On 17/06/2024 20:18, Christian König wrote:
Am 17.06.24 um 19:18 schrieb Pierre Ossman:
On 17/06/2024 18:09, Michel Dänzer wrote:
Can I know whether it is needed or not? Or should I be cautious and
always do it?
Assuming GBM in the X server uses the GPU HW driver, I'd say it
shouldn't be needed.
It does not (except the driver libgbm loads). We're trying to use this
in Xvnc, so it's all CPU. We're just trying to make sure the
applications can use the full power of the GPU to render their stuff
before handing it over to the X server. :)
That whole approach won't work.
When you don't have a HW driver loaded or at least tell the client that
it should render into a linear buffer somehow then the data in the
buffer will be tilled in a hw specific format.
As far as I know you can't read that vendor agnostic with the CPU, you
need the hw driver for that.

=== INPUT FOR THIS TASK ===

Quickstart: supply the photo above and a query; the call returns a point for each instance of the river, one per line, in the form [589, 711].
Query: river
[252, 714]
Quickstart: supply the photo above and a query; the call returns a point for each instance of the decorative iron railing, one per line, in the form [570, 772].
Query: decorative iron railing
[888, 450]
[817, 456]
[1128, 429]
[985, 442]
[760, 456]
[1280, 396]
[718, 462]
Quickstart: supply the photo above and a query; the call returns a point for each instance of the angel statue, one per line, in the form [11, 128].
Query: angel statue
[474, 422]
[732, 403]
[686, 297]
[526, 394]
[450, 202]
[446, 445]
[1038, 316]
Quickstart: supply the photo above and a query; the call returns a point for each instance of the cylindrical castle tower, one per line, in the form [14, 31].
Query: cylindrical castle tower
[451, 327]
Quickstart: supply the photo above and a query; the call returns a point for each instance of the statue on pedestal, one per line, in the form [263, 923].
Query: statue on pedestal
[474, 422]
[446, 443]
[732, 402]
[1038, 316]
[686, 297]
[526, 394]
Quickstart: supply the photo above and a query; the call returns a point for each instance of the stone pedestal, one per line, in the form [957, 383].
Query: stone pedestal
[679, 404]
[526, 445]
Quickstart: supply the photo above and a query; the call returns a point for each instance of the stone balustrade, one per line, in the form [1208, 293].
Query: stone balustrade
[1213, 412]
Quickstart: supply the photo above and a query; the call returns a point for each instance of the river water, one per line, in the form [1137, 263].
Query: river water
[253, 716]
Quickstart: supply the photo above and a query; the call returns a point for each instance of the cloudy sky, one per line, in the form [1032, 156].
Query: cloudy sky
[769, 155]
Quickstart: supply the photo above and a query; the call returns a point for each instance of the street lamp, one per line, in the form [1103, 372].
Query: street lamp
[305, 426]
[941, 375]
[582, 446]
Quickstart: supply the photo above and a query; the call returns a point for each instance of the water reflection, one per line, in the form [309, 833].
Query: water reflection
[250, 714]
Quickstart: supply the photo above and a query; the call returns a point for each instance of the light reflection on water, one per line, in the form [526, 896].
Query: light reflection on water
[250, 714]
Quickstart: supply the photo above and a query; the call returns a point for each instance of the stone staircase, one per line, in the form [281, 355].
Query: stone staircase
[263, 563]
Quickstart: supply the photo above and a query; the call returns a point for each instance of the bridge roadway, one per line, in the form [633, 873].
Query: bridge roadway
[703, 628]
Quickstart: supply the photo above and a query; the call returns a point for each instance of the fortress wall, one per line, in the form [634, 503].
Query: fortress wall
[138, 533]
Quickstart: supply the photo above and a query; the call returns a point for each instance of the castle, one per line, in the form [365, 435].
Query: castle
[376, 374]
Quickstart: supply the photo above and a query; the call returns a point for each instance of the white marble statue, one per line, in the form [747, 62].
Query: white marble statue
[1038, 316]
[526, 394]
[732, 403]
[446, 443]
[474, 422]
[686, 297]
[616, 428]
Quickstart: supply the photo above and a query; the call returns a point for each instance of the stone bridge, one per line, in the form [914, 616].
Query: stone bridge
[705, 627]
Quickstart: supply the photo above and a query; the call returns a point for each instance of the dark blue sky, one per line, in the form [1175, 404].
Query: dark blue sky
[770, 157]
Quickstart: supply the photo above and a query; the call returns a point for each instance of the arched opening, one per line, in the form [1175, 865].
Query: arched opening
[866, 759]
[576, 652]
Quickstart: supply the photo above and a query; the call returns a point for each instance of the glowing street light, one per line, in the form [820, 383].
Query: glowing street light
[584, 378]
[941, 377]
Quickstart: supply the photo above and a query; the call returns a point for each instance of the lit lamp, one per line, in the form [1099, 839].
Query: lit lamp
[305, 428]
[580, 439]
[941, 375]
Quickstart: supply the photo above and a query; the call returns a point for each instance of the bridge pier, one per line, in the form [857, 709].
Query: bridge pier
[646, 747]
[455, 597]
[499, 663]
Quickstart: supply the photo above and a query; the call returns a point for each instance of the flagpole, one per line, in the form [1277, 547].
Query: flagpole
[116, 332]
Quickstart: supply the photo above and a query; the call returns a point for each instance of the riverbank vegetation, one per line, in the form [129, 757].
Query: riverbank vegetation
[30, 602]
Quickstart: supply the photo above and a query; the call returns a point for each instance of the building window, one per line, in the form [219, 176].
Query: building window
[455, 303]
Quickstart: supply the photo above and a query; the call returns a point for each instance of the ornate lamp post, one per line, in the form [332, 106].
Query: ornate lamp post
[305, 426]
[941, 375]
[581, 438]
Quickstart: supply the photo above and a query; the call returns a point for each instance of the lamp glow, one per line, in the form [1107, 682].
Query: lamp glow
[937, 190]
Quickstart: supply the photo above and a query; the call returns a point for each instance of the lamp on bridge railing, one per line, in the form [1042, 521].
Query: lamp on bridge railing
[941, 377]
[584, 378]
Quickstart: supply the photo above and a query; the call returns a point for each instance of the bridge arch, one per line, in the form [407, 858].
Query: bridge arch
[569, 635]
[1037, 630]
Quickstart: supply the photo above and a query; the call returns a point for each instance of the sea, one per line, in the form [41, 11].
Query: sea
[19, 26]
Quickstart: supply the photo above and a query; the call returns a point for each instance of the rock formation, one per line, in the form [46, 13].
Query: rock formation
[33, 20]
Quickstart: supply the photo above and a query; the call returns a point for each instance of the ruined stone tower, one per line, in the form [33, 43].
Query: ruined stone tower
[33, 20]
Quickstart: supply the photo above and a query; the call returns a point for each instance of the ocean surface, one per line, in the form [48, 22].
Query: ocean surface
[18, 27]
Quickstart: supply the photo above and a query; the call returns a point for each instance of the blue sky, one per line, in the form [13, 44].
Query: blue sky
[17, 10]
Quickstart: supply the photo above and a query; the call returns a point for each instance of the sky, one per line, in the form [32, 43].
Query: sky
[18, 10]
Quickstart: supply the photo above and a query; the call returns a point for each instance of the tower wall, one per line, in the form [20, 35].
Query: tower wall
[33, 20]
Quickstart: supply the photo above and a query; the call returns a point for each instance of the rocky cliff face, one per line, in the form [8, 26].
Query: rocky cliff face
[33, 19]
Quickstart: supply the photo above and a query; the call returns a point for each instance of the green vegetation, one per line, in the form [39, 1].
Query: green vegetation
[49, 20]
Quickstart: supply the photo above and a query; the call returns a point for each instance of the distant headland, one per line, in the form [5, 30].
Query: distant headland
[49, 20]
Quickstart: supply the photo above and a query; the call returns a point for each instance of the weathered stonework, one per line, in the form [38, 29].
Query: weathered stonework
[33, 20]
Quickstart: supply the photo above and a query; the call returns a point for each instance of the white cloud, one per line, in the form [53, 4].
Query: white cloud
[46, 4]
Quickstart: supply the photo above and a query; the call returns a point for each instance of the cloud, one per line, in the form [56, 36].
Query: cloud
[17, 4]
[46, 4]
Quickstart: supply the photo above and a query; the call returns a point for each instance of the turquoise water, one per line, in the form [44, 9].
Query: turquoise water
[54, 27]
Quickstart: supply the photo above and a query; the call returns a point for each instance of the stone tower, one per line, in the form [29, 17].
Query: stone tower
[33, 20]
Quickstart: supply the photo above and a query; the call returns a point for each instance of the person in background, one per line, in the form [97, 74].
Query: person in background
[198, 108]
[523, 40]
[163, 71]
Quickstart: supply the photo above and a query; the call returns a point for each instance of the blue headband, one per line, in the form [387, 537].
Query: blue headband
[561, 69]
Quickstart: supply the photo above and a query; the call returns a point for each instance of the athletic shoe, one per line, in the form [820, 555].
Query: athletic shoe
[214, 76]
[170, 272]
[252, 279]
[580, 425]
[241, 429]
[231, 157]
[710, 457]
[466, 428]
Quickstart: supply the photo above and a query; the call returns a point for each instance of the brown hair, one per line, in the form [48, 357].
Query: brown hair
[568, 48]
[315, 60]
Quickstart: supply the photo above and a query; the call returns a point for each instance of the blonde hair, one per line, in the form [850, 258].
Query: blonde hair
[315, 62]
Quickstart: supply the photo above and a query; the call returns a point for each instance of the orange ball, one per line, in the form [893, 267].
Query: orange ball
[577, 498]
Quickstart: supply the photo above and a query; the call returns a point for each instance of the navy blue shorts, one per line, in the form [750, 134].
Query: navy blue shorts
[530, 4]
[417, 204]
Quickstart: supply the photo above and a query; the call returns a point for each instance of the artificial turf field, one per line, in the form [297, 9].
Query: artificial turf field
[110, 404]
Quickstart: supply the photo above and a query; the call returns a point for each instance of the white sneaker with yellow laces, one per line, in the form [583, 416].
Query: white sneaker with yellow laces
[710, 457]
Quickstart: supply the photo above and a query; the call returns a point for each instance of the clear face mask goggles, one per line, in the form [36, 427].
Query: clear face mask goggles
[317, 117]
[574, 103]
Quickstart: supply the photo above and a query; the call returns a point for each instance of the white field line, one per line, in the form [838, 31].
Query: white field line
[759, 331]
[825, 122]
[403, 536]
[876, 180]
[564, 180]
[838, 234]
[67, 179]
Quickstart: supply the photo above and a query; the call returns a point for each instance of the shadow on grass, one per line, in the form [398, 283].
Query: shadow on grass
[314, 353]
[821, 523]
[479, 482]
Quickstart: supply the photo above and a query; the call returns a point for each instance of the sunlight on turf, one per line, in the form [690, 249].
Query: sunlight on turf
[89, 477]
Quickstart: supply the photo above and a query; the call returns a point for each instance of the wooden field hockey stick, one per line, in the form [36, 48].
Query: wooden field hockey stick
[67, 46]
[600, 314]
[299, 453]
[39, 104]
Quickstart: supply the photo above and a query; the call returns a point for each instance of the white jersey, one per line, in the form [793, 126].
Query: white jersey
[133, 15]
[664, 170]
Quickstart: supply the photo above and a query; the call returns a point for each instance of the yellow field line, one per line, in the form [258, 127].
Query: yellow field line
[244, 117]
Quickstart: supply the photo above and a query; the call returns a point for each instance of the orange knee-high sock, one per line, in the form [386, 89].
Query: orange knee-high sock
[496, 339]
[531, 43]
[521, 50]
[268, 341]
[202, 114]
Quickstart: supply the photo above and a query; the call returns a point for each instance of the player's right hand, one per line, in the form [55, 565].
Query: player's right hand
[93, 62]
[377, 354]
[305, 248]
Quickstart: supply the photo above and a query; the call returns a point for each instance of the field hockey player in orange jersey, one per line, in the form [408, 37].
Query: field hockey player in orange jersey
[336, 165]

=== REQUIREMENTS ===
1 > Reproduce the email exchange about GBM and GPU rendering in Xvnc in full, word for word.
2 > Locate each line of the records containing the word "hand" and copy those lines.

=== REPLIES ===
1 >
On 17/06/2024 20:18, Christian König wrote:
Am 17.06.24 um 19:18 schrieb Pierre Ossman:
On 17/06/2024 18:09, Michel Dänzer wrote:
Can I know whether it is needed or not? Or should I be cautious and
always do it?
Assuming GBM in the X server uses the GPU HW driver, I'd say it
shouldn't be needed.
It does not (except the driver libgbm loads). We're trying to use this
in Xvnc, so it's all CPU. We're just trying to make sure the
applications can use the full power of the GPU to render their stuff
before handing it over to the X server. :)
That whole approach won't work.
When you don't have a HW driver loaded or at least tell the client that
it should render into a linear buffer somehow then the data in the
buffer will be tilled in a hw specific format.
As far as I know you can't read that vendor agnostic with the CPU, you
need the hw driver for that.

2 >
Quickstart: supply the photo above and a query; the call returns a point for each instance of the player's right hand, one per line, in the form [55, 565].
Query: player's right hand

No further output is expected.